# What you have to do:
All lines containing the string "instance" must be copied from the entries.

________________________

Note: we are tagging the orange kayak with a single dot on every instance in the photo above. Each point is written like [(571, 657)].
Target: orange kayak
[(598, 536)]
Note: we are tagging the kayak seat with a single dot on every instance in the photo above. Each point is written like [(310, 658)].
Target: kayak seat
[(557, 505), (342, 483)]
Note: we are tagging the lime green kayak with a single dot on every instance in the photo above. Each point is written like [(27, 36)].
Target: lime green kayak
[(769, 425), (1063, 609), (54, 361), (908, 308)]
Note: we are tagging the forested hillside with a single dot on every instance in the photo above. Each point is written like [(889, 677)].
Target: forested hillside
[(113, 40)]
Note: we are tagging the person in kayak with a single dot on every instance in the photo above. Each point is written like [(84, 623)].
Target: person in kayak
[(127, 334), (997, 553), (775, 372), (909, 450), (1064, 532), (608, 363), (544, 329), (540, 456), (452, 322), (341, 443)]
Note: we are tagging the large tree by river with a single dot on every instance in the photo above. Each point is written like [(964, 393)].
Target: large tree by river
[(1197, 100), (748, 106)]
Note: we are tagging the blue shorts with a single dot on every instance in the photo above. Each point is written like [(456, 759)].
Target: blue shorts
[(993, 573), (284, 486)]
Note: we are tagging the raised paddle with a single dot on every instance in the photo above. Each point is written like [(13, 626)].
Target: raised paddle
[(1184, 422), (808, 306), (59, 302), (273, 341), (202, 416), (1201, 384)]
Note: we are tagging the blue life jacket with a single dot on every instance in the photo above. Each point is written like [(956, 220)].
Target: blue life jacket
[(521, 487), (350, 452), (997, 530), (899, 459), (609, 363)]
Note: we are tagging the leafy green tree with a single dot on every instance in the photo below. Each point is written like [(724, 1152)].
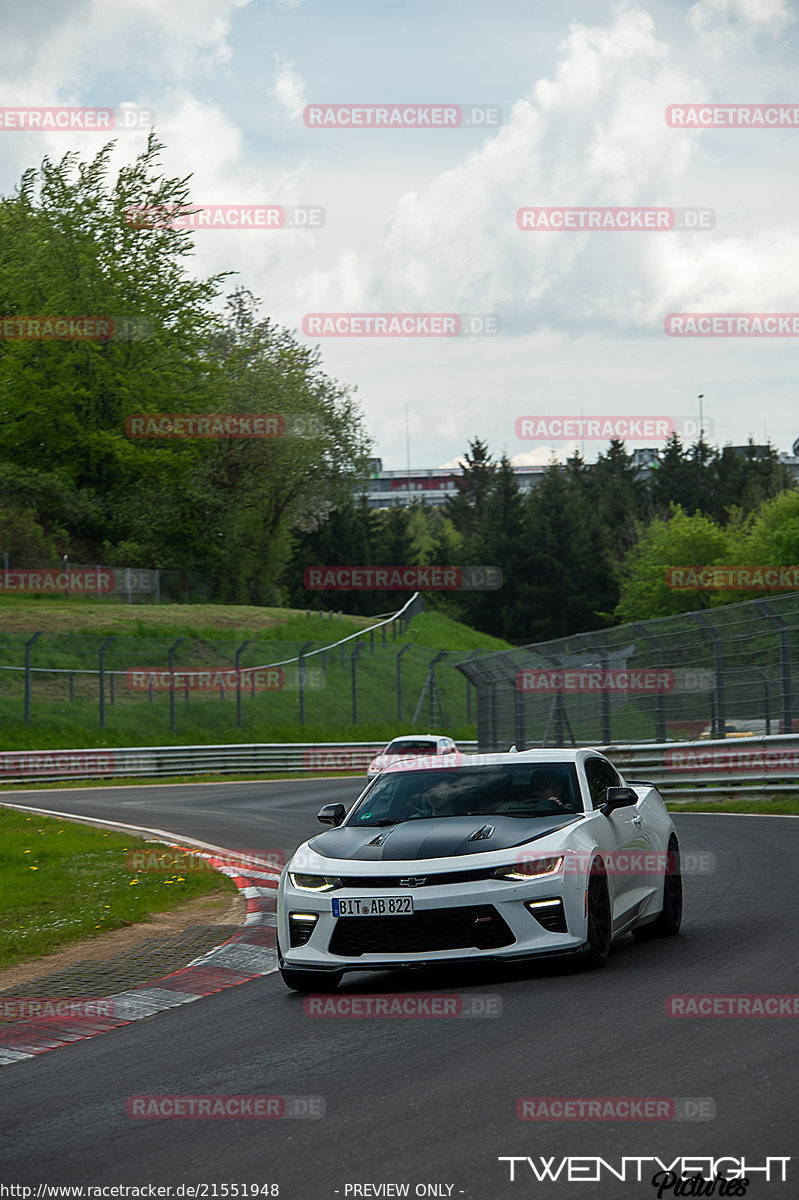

________________________

# Response:
Note: we are tagging the orange kayak with a single dot on every instance in the photo above. Each point is written like [(571, 657)].
Note: we are tagging the kayak seat with a single dot on every instance in the photo above. Each point is written like [(310, 658)].
Note: we are tagging the lime green kayak with a single dot on every instance in the photo above. Each point is written like [(27, 36)].
Note: we are tagging the forested hillside with a single dot on every instance in the photo above. Each point is written like [(889, 677)].
Note: we are tagging the person in kayak with a single dot on every instance in the photo above. Each point is written like [(84, 623)].
Note: we are tagging the large tree by river with a single dot on every instance in the photo above. Each point is written like [(964, 393)].
Note: we are tagging the blue shorts with a single dot on every instance in the photo above. Each point is written like [(456, 759)].
Note: we are tagging the raised paddle with a single dot on every instance in the photo above. Each point is written like [(13, 626)].
Note: we are tagging the blue life jacket with a single dot on every instance in the photo above. Each point is written like [(956, 220)].
Note: we are tagging the leafy green tree with a single dot on every instance in the photo below. Each point is written like [(724, 1152)].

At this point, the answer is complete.